In the records below, rewrite the stretch from the line containing "Identify the green" through the end of the records, putting "pebble beach" in place of "sandy beach" and changing nothing else.

### RAW DATA
Start

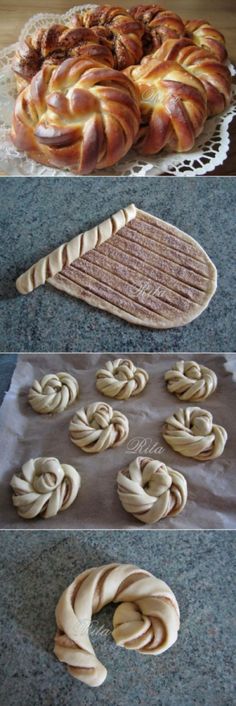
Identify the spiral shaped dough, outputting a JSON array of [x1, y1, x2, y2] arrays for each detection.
[[28, 373, 79, 414], [69, 402, 129, 453], [96, 358, 149, 400], [54, 564, 179, 687], [163, 407, 228, 461], [117, 456, 187, 524], [11, 458, 80, 520], [165, 360, 217, 402]]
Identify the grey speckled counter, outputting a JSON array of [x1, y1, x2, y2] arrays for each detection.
[[0, 531, 236, 706], [0, 177, 236, 352]]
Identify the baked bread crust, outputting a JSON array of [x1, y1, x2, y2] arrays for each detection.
[[145, 37, 232, 116], [124, 59, 207, 155], [11, 58, 140, 174]]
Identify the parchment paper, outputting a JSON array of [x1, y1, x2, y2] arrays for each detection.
[[0, 353, 236, 530]]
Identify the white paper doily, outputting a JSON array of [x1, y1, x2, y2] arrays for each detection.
[[0, 5, 236, 177]]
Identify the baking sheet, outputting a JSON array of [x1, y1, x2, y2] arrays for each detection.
[[0, 353, 236, 530]]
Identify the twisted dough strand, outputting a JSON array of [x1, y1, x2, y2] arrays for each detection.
[[96, 358, 149, 400], [11, 458, 80, 520], [165, 360, 217, 402], [163, 407, 228, 461], [16, 204, 136, 294], [54, 564, 179, 687], [28, 373, 79, 414], [69, 402, 129, 453], [117, 456, 187, 524]]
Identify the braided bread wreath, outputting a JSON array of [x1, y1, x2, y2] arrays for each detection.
[[54, 564, 179, 687], [117, 456, 187, 524], [165, 360, 217, 402], [11, 58, 140, 174], [96, 358, 149, 400], [11, 5, 231, 174], [11, 458, 80, 520], [69, 402, 129, 453], [163, 407, 228, 461], [28, 373, 79, 414]]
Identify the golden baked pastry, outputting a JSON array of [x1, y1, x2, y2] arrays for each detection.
[[163, 407, 228, 461], [130, 5, 185, 54], [12, 24, 114, 90], [117, 456, 187, 524], [96, 358, 149, 400], [145, 37, 232, 116], [74, 5, 144, 70], [124, 59, 207, 155], [28, 373, 79, 414], [165, 360, 217, 402], [16, 204, 217, 329], [185, 20, 228, 62], [11, 58, 140, 174], [54, 564, 180, 687], [11, 458, 80, 520]]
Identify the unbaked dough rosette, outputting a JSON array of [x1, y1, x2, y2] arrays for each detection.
[[96, 358, 149, 400], [69, 402, 129, 453], [54, 564, 179, 687], [117, 456, 187, 524], [11, 458, 80, 520], [165, 360, 217, 402], [163, 407, 228, 461], [28, 373, 79, 414]]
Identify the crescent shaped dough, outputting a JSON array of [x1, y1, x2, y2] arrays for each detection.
[[96, 358, 149, 400], [28, 373, 79, 414], [165, 360, 217, 402], [117, 456, 187, 524], [163, 407, 228, 461], [16, 204, 136, 294], [69, 402, 129, 453], [11, 458, 80, 520], [54, 564, 179, 687]]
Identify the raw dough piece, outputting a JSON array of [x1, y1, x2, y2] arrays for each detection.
[[96, 358, 149, 400], [117, 456, 187, 524], [54, 564, 179, 686], [165, 360, 217, 402], [28, 373, 79, 414], [69, 402, 129, 454], [163, 407, 228, 461], [11, 458, 80, 520], [16, 204, 217, 329]]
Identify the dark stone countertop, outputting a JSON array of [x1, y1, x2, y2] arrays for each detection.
[[0, 531, 236, 706], [0, 177, 236, 352]]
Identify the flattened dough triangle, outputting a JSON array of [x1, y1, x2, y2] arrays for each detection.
[[16, 204, 217, 329]]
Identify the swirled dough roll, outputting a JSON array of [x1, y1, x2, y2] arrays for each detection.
[[165, 360, 217, 402], [163, 407, 228, 461], [117, 456, 187, 524], [69, 402, 129, 453], [28, 373, 79, 414], [96, 358, 149, 400], [11, 458, 80, 520], [54, 564, 179, 686]]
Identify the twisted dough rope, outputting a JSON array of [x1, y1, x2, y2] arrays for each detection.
[[16, 204, 136, 294], [69, 402, 129, 454], [117, 456, 187, 524], [165, 360, 217, 402], [11, 458, 80, 520], [54, 564, 179, 687], [96, 358, 149, 400], [163, 407, 228, 461], [28, 373, 79, 414]]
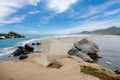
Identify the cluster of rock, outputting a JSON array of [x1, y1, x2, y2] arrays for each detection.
[[68, 38, 99, 62], [12, 42, 41, 60], [0, 31, 25, 39]]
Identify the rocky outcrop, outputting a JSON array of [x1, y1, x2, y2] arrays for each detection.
[[68, 38, 99, 62], [0, 31, 25, 39], [25, 43, 34, 52]]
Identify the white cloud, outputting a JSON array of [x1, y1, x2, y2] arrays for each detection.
[[56, 18, 120, 34], [47, 0, 78, 13], [28, 30, 40, 34], [0, 0, 40, 24], [78, 0, 120, 18], [90, 9, 120, 20], [104, 9, 120, 16], [28, 10, 41, 14], [0, 15, 25, 24]]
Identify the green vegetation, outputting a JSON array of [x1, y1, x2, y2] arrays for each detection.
[[81, 66, 120, 80]]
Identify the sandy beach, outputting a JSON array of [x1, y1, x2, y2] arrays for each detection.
[[0, 35, 120, 80]]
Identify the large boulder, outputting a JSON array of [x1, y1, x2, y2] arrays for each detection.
[[12, 46, 24, 56], [25, 43, 34, 52], [68, 48, 93, 62], [74, 38, 99, 55]]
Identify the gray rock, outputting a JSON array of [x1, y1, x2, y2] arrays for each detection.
[[25, 43, 34, 52], [68, 48, 93, 62]]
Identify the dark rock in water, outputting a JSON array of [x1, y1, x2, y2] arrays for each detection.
[[25, 43, 34, 52], [114, 70, 120, 75], [12, 48, 22, 56], [32, 43, 36, 45], [74, 38, 99, 54], [68, 48, 93, 62], [19, 54, 28, 60], [12, 46, 27, 56], [36, 42, 41, 45]]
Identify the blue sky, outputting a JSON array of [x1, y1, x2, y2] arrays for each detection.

End

### EXERCISE RESPONSE
Identify the green vegetation, outputting a JSON array of [x1, y1, x2, y2] arrays for each detection.
[[81, 66, 120, 80]]
Identify the pebble beach, outputting a JSON array of [x1, y1, x2, y2] arrays for each detection.
[[0, 35, 120, 80]]
Identify the large boulder, outputting a JSON array of [x1, y1, x2, y2] arrays for each detection.
[[12, 46, 24, 56], [25, 43, 34, 52], [68, 48, 93, 62], [74, 38, 99, 55]]
Identify the gray rock, outputting a JSON array of [x1, y1, x2, y2] arrays for each detection.
[[25, 43, 34, 52], [68, 48, 93, 62]]
Identify the dark rock in water, outputting a JSON array of [x1, y1, x2, y2] arrays for each detection.
[[25, 43, 34, 52], [114, 70, 120, 75], [12, 48, 22, 56], [32, 43, 36, 45], [74, 38, 99, 54], [68, 48, 93, 62], [19, 54, 28, 60], [12, 46, 27, 56], [36, 42, 41, 45]]
Identify the blue sky, outputting a JSON array of [x1, y1, x2, y2] arrays for each detection.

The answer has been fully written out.